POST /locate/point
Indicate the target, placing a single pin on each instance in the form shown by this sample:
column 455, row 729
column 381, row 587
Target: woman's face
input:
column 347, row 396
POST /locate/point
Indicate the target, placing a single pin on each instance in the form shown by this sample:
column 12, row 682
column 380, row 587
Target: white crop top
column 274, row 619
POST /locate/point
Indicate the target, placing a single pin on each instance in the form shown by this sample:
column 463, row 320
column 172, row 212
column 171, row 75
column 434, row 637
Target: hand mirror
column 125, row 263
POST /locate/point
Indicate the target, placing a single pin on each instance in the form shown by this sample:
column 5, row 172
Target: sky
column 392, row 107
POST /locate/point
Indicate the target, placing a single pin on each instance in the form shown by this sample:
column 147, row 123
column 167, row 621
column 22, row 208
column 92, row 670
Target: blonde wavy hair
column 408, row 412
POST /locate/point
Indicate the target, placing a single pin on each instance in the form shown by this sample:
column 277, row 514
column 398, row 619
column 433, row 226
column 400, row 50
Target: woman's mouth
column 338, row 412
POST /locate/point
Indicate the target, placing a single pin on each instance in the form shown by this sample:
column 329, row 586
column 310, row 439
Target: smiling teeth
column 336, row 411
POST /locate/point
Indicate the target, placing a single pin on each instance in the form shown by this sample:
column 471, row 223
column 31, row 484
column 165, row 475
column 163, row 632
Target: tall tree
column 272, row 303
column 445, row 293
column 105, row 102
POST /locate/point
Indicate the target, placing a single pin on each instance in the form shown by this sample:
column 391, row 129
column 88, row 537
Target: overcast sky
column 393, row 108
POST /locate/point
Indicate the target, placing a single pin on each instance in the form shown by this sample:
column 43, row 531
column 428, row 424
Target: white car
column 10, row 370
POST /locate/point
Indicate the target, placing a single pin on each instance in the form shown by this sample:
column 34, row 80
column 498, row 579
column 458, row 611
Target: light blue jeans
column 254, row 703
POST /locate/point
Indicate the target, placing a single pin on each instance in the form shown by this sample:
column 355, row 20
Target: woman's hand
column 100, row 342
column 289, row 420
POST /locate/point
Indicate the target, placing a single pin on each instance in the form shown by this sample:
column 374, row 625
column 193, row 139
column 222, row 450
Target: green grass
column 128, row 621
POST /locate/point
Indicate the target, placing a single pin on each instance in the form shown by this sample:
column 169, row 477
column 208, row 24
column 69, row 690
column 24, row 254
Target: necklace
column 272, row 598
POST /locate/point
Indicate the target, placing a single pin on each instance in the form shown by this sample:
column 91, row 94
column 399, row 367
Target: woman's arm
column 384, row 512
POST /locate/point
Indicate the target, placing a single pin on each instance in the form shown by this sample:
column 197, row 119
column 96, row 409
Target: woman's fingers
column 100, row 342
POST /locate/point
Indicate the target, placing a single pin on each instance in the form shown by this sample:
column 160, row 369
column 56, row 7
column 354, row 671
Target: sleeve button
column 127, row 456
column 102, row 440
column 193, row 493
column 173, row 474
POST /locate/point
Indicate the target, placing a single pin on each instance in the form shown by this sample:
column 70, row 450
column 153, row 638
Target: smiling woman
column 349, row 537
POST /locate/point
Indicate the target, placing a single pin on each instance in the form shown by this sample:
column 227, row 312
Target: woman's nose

WHAT IS NEEDED ::
Reproduce word for word the material above, beginning with the line that contains "Target: tall tree" and ending with the line that contains "column 24, row 254".

SOLUTION TO THE EXERCISE ::
Target: tall tree
column 272, row 303
column 445, row 293
column 105, row 102
POST /locate/point
Indicate the target, placing a single pin on each instance in the form shown by this sample:
column 391, row 129
column 88, row 537
Target: overcast sky
column 393, row 108
POST /locate/point
Indicate the target, placing a single pin on each instance in the form shown by this sample:
column 43, row 531
column 428, row 424
Target: white car
column 10, row 370
POST /locate/point
Indicate the target, placing a single pin on each instance in the form shown by this sample:
column 34, row 80
column 498, row 579
column 458, row 611
Target: light blue jeans
column 254, row 703
POST /locate/point
Indicate the target, placing a single pin on each instance in the form shown by this sample:
column 355, row 20
Target: woman's hand
column 100, row 342
column 289, row 420
POST /locate/point
Indicate the target, placing a single pin on each instance in the form shown by this sample:
column 374, row 625
column 193, row 139
column 222, row 450
Target: green grass
column 128, row 621
POST /locate/point
Indicate the target, placing a single pin on each instance in the form shown by this sample:
column 169, row 477
column 208, row 24
column 69, row 690
column 24, row 254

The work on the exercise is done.